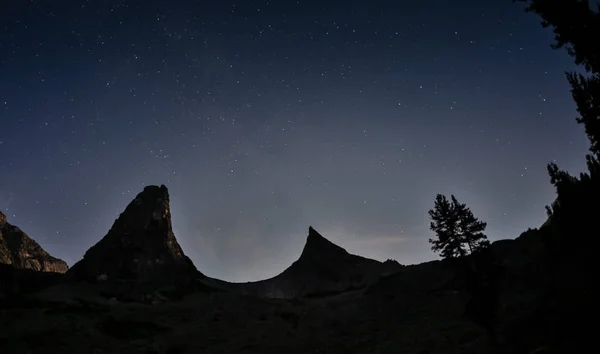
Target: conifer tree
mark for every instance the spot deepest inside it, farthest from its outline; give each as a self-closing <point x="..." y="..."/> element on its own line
<point x="459" y="232"/>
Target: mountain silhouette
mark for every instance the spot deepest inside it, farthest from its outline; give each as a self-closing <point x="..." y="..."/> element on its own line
<point x="20" y="251"/>
<point x="322" y="268"/>
<point x="140" y="248"/>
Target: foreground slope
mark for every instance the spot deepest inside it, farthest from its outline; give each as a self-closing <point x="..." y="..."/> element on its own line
<point x="323" y="268"/>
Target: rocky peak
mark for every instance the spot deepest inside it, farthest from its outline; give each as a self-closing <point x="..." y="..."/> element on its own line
<point x="20" y="251"/>
<point x="318" y="246"/>
<point x="140" y="247"/>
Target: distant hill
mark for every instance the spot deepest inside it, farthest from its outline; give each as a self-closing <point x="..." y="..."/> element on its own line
<point x="323" y="268"/>
<point x="20" y="251"/>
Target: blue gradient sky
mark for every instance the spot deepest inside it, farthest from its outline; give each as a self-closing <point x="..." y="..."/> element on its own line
<point x="264" y="118"/>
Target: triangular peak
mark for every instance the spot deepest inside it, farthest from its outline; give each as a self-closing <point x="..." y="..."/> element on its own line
<point x="317" y="245"/>
<point x="140" y="245"/>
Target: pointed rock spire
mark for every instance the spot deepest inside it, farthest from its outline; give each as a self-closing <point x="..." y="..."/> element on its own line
<point x="318" y="246"/>
<point x="140" y="246"/>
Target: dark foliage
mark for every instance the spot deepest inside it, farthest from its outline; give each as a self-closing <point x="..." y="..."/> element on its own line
<point x="458" y="231"/>
<point x="570" y="235"/>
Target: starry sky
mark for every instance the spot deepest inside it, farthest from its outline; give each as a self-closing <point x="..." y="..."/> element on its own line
<point x="265" y="117"/>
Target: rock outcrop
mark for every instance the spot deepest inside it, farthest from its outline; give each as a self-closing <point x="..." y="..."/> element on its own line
<point x="22" y="252"/>
<point x="140" y="251"/>
<point x="323" y="268"/>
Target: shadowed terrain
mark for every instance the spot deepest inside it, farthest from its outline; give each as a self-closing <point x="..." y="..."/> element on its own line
<point x="328" y="301"/>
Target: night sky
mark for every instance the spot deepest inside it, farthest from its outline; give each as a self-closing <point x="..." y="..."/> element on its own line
<point x="265" y="117"/>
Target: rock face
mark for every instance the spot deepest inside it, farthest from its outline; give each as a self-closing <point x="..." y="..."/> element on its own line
<point x="323" y="268"/>
<point x="140" y="249"/>
<point x="21" y="252"/>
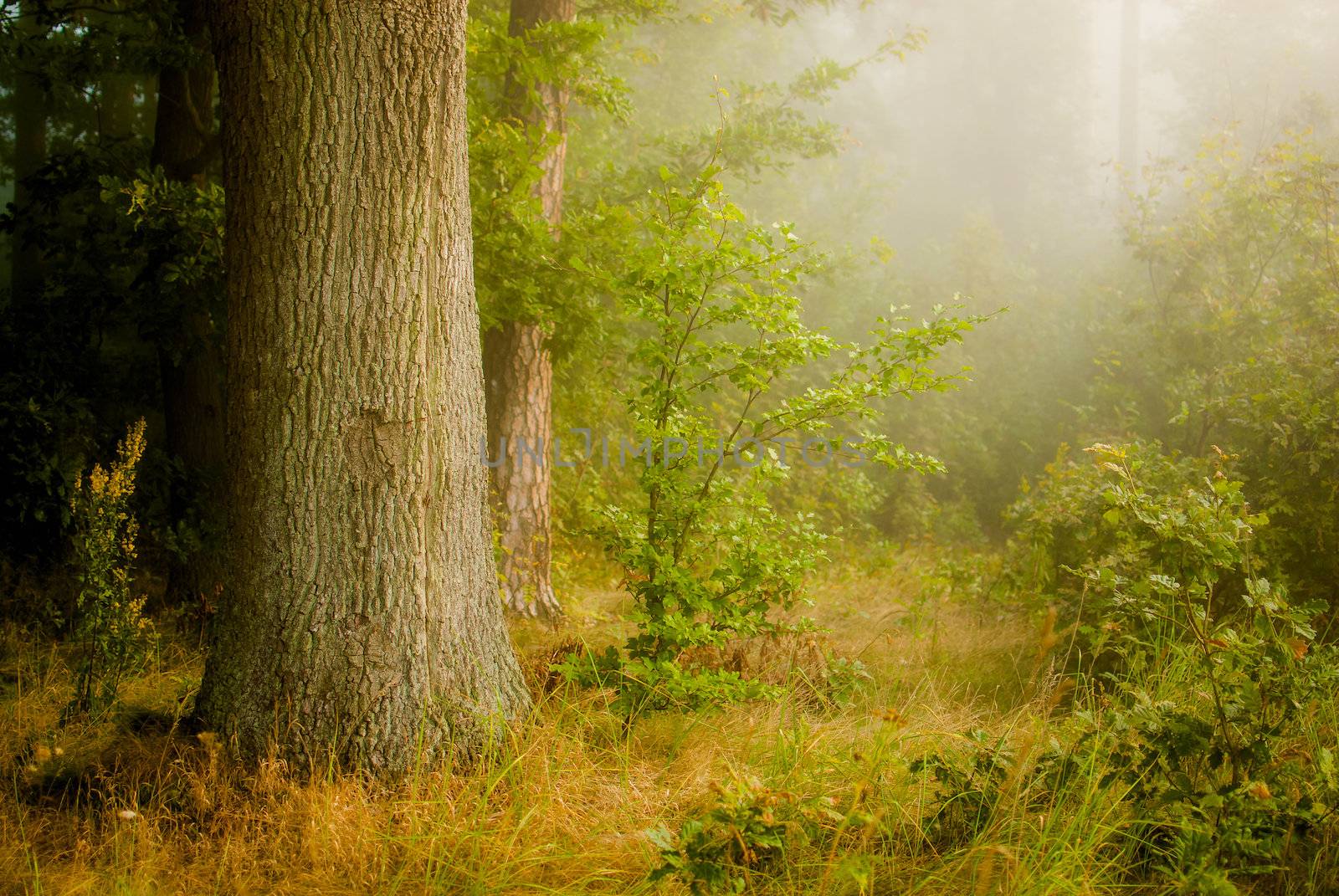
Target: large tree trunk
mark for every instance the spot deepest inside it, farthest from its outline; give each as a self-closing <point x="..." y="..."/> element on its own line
<point x="361" y="621"/>
<point x="520" y="370"/>
<point x="192" y="370"/>
<point x="30" y="154"/>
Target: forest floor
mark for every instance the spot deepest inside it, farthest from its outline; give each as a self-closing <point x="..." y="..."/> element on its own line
<point x="136" y="805"/>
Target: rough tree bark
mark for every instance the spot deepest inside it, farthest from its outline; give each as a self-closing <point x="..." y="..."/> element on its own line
<point x="519" y="367"/>
<point x="192" y="370"/>
<point x="361" y="621"/>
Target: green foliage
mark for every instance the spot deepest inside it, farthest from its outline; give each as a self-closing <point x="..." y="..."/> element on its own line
<point x="1238" y="338"/>
<point x="70" y="367"/>
<point x="718" y="397"/>
<point x="111" y="634"/>
<point x="1208" y="671"/>
<point x="178" y="231"/>
<point x="749" y="828"/>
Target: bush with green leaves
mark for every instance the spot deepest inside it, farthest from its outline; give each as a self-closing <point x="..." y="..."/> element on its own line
<point x="727" y="385"/>
<point x="746" y="831"/>
<point x="1205" y="686"/>
<point x="1235" y="338"/>
<point x="111" y="632"/>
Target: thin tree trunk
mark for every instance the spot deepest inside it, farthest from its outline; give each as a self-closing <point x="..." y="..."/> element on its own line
<point x="1129" y="146"/>
<point x="184" y="129"/>
<point x="192" y="370"/>
<point x="520" y="401"/>
<point x="519" y="367"/>
<point x="117" y="110"/>
<point x="361" y="621"/>
<point x="30" y="154"/>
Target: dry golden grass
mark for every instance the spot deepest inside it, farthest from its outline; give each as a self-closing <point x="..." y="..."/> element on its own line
<point x="138" y="805"/>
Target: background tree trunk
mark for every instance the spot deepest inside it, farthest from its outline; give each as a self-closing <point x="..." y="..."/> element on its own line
<point x="361" y="619"/>
<point x="30" y="154"/>
<point x="519" y="367"/>
<point x="192" y="370"/>
<point x="1128" y="151"/>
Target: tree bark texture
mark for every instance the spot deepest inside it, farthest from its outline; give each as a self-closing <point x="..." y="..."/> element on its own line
<point x="361" y="621"/>
<point x="192" y="371"/>
<point x="519" y="367"/>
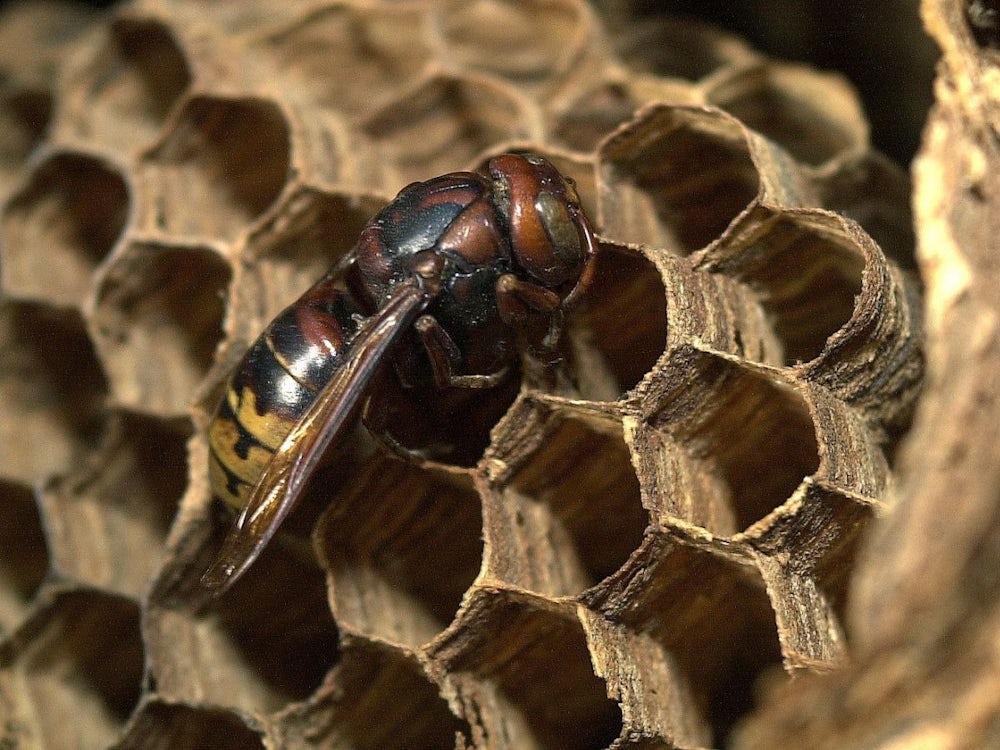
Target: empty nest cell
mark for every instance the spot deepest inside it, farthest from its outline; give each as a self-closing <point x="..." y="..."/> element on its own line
<point x="348" y="57"/>
<point x="614" y="555"/>
<point x="675" y="178"/>
<point x="568" y="513"/>
<point x="376" y="698"/>
<point x="529" y="43"/>
<point x="269" y="643"/>
<point x="711" y="616"/>
<point x="623" y="320"/>
<point x="815" y="116"/>
<point x="733" y="442"/>
<point x="162" y="725"/>
<point x="108" y="517"/>
<point x="23" y="553"/>
<point x="24" y="117"/>
<point x="156" y="320"/>
<point x="218" y="165"/>
<point x="680" y="48"/>
<point x="120" y="95"/>
<point x="80" y="656"/>
<point x="523" y="674"/>
<point x="445" y="121"/>
<point x="400" y="545"/>
<point x="52" y="391"/>
<point x="59" y="227"/>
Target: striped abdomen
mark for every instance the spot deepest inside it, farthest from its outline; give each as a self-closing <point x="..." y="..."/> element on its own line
<point x="273" y="385"/>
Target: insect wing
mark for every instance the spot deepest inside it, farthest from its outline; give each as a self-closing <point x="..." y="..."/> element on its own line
<point x="283" y="479"/>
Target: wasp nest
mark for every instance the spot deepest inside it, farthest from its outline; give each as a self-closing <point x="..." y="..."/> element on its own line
<point x="630" y="555"/>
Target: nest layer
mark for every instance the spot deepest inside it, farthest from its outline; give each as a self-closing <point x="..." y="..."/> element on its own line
<point x="632" y="553"/>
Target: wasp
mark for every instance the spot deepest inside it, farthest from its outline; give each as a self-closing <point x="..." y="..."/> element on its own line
<point x="443" y="291"/>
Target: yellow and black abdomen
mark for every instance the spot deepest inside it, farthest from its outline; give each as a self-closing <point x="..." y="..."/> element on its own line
<point x="273" y="385"/>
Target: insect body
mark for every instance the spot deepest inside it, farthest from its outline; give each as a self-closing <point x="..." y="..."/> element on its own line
<point x="446" y="284"/>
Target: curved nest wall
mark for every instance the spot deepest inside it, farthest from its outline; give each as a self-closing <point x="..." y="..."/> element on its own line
<point x="631" y="554"/>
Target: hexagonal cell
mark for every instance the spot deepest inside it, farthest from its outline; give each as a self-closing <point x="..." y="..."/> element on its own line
<point x="24" y="557"/>
<point x="444" y="123"/>
<point x="121" y="96"/>
<point x="159" y="725"/>
<point x="108" y="519"/>
<point x="815" y="116"/>
<point x="623" y="319"/>
<point x="80" y="656"/>
<point x="680" y="48"/>
<point x="52" y="391"/>
<point x="268" y="642"/>
<point x="35" y="38"/>
<point x="24" y="118"/>
<point x="377" y="698"/>
<point x="523" y="674"/>
<point x="60" y="226"/>
<point x="676" y="178"/>
<point x="156" y="320"/>
<point x="875" y="192"/>
<point x="711" y="614"/>
<point x="527" y="42"/>
<point x="584" y="115"/>
<point x="401" y="545"/>
<point x="726" y="444"/>
<point x="569" y="512"/>
<point x="383" y="48"/>
<point x="807" y="272"/>
<point x="220" y="164"/>
<point x="286" y="254"/>
<point x="806" y="556"/>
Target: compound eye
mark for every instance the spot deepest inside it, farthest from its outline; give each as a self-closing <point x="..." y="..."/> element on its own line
<point x="560" y="228"/>
<point x="548" y="235"/>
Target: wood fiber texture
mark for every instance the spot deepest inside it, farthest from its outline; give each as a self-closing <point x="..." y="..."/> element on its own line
<point x="726" y="529"/>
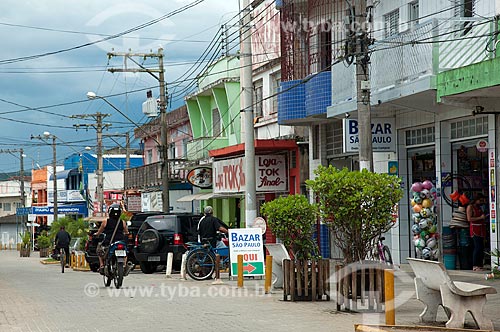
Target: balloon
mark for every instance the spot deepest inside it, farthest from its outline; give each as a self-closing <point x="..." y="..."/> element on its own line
<point x="427" y="185"/>
<point x="426" y="203"/>
<point x="416" y="187"/>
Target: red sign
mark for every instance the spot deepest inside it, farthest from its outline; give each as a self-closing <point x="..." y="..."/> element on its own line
<point x="200" y="177"/>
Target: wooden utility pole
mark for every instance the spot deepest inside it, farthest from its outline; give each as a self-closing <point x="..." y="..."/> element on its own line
<point x="163" y="114"/>
<point x="98" y="117"/>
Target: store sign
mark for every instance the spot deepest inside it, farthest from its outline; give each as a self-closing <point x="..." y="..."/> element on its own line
<point x="200" y="177"/>
<point x="270" y="174"/>
<point x="383" y="135"/>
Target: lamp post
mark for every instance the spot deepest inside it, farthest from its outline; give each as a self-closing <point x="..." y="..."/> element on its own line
<point x="46" y="136"/>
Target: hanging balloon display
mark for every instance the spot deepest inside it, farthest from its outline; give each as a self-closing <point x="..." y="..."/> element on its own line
<point x="423" y="198"/>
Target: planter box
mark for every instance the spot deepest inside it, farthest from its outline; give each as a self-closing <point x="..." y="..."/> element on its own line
<point x="44" y="252"/>
<point x="24" y="252"/>
<point x="360" y="286"/>
<point x="306" y="280"/>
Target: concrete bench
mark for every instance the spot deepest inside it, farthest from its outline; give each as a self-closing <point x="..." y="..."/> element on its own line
<point x="434" y="287"/>
<point x="279" y="253"/>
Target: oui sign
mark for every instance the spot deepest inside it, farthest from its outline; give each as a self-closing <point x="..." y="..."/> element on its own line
<point x="270" y="174"/>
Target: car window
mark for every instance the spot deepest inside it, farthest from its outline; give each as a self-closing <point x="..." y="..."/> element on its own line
<point x="165" y="223"/>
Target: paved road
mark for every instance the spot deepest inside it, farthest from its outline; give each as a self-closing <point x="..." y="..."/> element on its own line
<point x="37" y="297"/>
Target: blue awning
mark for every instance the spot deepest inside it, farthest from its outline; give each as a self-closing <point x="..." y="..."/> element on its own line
<point x="65" y="174"/>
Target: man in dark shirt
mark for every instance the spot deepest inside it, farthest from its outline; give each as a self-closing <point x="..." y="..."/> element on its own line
<point x="62" y="241"/>
<point x="209" y="225"/>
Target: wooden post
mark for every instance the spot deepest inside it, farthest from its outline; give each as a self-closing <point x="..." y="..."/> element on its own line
<point x="269" y="274"/>
<point x="240" y="271"/>
<point x="390" y="315"/>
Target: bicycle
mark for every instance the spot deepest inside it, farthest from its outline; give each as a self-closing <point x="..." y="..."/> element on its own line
<point x="457" y="182"/>
<point x="381" y="252"/>
<point x="201" y="257"/>
<point x="62" y="258"/>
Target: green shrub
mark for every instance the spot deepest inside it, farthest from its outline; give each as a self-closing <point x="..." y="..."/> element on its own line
<point x="292" y="219"/>
<point x="358" y="206"/>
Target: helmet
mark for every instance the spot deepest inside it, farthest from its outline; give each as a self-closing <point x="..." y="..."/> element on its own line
<point x="114" y="211"/>
<point x="208" y="210"/>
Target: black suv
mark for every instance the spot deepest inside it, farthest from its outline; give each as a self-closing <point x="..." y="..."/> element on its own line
<point x="133" y="228"/>
<point x="161" y="234"/>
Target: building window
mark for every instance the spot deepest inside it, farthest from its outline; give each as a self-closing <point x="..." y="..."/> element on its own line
<point x="391" y="23"/>
<point x="413" y="13"/>
<point x="150" y="156"/>
<point x="315" y="146"/>
<point x="216" y="123"/>
<point x="258" y="96"/>
<point x="420" y="136"/>
<point x="275" y="88"/>
<point x="468" y="128"/>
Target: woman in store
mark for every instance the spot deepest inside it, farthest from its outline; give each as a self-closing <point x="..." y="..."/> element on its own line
<point x="476" y="219"/>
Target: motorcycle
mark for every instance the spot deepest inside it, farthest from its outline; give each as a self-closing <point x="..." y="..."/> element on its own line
<point x="114" y="264"/>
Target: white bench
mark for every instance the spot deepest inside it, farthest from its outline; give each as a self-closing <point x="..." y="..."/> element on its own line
<point x="434" y="287"/>
<point x="279" y="253"/>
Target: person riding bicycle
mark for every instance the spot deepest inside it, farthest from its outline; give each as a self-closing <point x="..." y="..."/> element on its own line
<point x="208" y="226"/>
<point x="62" y="240"/>
<point x="114" y="230"/>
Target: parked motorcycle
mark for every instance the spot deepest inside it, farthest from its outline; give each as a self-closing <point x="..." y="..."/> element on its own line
<point x="114" y="264"/>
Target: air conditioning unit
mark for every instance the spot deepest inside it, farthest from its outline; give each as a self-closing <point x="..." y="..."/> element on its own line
<point x="150" y="107"/>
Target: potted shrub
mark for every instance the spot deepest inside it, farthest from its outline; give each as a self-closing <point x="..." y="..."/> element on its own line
<point x="358" y="207"/>
<point x="44" y="243"/>
<point x="25" y="244"/>
<point x="292" y="219"/>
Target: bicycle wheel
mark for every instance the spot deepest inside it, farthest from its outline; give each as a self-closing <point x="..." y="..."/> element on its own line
<point x="454" y="182"/>
<point x="387" y="255"/>
<point x="200" y="264"/>
<point x="62" y="259"/>
<point x="118" y="280"/>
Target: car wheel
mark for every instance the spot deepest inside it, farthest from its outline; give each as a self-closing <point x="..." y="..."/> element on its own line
<point x="148" y="267"/>
<point x="149" y="241"/>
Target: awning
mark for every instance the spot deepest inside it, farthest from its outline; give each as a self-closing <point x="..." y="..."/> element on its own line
<point x="196" y="197"/>
<point x="64" y="174"/>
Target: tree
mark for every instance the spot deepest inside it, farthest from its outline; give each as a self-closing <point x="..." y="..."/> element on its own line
<point x="357" y="206"/>
<point x="292" y="219"/>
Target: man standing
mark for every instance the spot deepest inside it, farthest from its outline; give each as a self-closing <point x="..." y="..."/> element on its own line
<point x="62" y="241"/>
<point x="208" y="226"/>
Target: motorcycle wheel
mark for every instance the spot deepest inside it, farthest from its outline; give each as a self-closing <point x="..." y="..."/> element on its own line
<point x="118" y="275"/>
<point x="200" y="264"/>
<point x="107" y="274"/>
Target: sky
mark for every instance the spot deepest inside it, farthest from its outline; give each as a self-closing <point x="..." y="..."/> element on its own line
<point x="53" y="53"/>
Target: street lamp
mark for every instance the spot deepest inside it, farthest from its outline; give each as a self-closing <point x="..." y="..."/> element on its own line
<point x="164" y="155"/>
<point x="46" y="136"/>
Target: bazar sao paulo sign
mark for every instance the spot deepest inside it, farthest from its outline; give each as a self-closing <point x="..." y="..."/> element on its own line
<point x="383" y="135"/>
<point x="248" y="243"/>
<point x="270" y="174"/>
<point x="48" y="210"/>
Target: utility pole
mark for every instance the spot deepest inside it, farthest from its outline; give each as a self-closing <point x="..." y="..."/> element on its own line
<point x="127" y="146"/>
<point x="47" y="135"/>
<point x="98" y="117"/>
<point x="363" y="84"/>
<point x="21" y="176"/>
<point x="247" y="107"/>
<point x="163" y="114"/>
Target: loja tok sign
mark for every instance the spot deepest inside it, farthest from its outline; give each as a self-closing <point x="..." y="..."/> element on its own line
<point x="270" y="174"/>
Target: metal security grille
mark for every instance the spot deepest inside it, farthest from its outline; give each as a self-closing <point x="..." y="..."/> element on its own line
<point x="466" y="128"/>
<point x="420" y="136"/>
<point x="391" y="23"/>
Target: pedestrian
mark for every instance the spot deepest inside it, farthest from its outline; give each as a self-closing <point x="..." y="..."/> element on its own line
<point x="62" y="240"/>
<point x="208" y="226"/>
<point x="476" y="219"/>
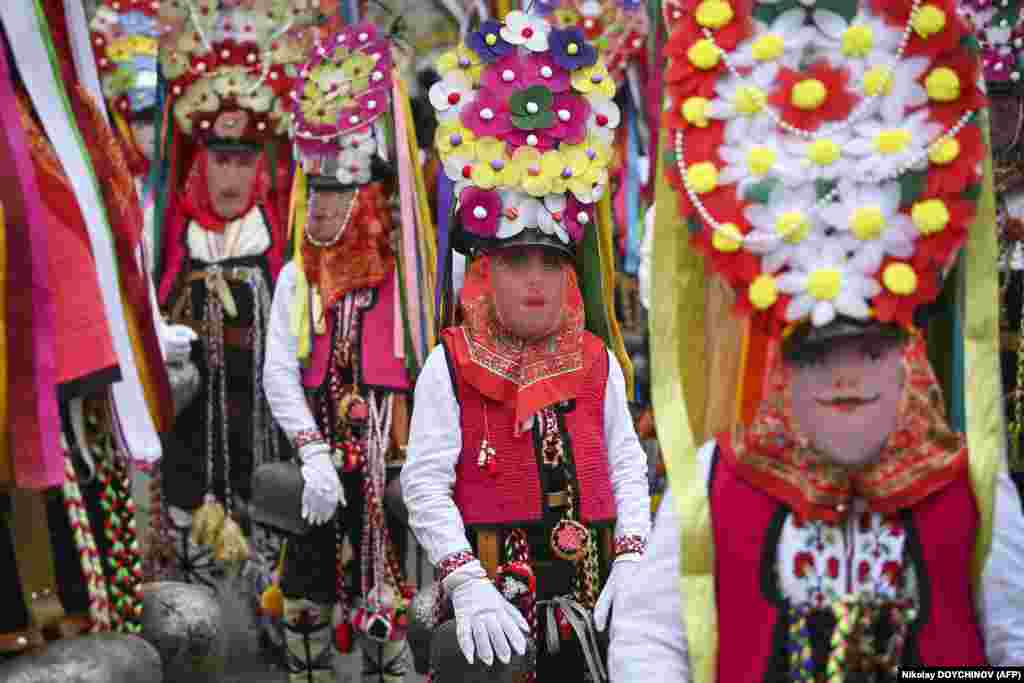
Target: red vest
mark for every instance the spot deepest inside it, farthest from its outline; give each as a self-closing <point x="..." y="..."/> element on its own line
<point x="940" y="542"/>
<point x="512" y="495"/>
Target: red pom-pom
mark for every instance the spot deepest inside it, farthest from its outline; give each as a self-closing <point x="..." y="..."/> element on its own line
<point x="343" y="637"/>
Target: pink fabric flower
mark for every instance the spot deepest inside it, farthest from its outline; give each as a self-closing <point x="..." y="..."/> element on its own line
<point x="480" y="211"/>
<point x="487" y="116"/>
<point x="542" y="70"/>
<point x="505" y="77"/>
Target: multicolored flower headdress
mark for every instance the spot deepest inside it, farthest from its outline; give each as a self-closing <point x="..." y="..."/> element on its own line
<point x="126" y="43"/>
<point x="230" y="65"/>
<point x="616" y="28"/>
<point x="999" y="28"/>
<point x="342" y="90"/>
<point x="827" y="155"/>
<point x="526" y="122"/>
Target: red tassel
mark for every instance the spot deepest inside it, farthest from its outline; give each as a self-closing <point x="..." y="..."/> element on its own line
<point x="343" y="637"/>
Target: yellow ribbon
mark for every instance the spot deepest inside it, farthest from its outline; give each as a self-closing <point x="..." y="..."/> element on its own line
<point x="982" y="382"/>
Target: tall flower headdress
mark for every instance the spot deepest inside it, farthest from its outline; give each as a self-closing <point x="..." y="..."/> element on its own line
<point x="999" y="28"/>
<point x="525" y="124"/>
<point x="126" y="43"/>
<point x="230" y="65"/>
<point x="827" y="156"/>
<point x="616" y="28"/>
<point x="340" y="94"/>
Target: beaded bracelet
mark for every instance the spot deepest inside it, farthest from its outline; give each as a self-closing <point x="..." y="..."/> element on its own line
<point x="304" y="437"/>
<point x="453" y="562"/>
<point x="625" y="545"/>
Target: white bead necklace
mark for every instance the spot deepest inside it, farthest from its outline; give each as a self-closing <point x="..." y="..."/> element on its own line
<point x="859" y="112"/>
<point x="828" y="198"/>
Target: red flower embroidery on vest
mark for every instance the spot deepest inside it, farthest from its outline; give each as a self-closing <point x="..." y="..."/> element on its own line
<point x="833" y="567"/>
<point x="801" y="563"/>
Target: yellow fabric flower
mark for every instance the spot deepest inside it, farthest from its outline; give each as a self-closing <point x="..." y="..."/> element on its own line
<point x="900" y="279"/>
<point x="454" y="138"/>
<point x="464" y="59"/>
<point x="540" y="172"/>
<point x="594" y="79"/>
<point x="493" y="154"/>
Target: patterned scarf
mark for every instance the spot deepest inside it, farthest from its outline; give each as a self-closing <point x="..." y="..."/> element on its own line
<point x="921" y="457"/>
<point x="361" y="258"/>
<point x="506" y="369"/>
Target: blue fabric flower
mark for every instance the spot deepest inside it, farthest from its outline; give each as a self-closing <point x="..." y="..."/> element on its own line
<point x="487" y="42"/>
<point x="139" y="24"/>
<point x="570" y="50"/>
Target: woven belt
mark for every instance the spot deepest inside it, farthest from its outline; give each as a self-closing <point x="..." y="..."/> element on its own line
<point x="233" y="336"/>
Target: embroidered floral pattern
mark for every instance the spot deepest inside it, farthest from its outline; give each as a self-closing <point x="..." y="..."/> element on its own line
<point x="820" y="562"/>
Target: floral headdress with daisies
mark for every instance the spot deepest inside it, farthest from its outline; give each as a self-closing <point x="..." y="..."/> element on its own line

§ Your objective
Produce an exact copy of the lines from the one containing "Target: woven belt" through the last line, and of nothing else.

§ Completed task
Target: woven belt
mark for every instance the spot deepest inside it, farthest from its outline; give each as a self-closing <point x="..." y="..."/> element on its own line
<point x="233" y="336"/>
Target: embroidered floral pattern
mark for every instance the spot deepest inside it, farthest from its outline; give each as a self-closing <point x="..." y="..."/> element on its own line
<point x="820" y="562"/>
Target: floral headdress with daisies
mark for every instance the spot deepest inside it, farthest from its outline; give each as a self-closing <point x="..." y="..."/> element on its own line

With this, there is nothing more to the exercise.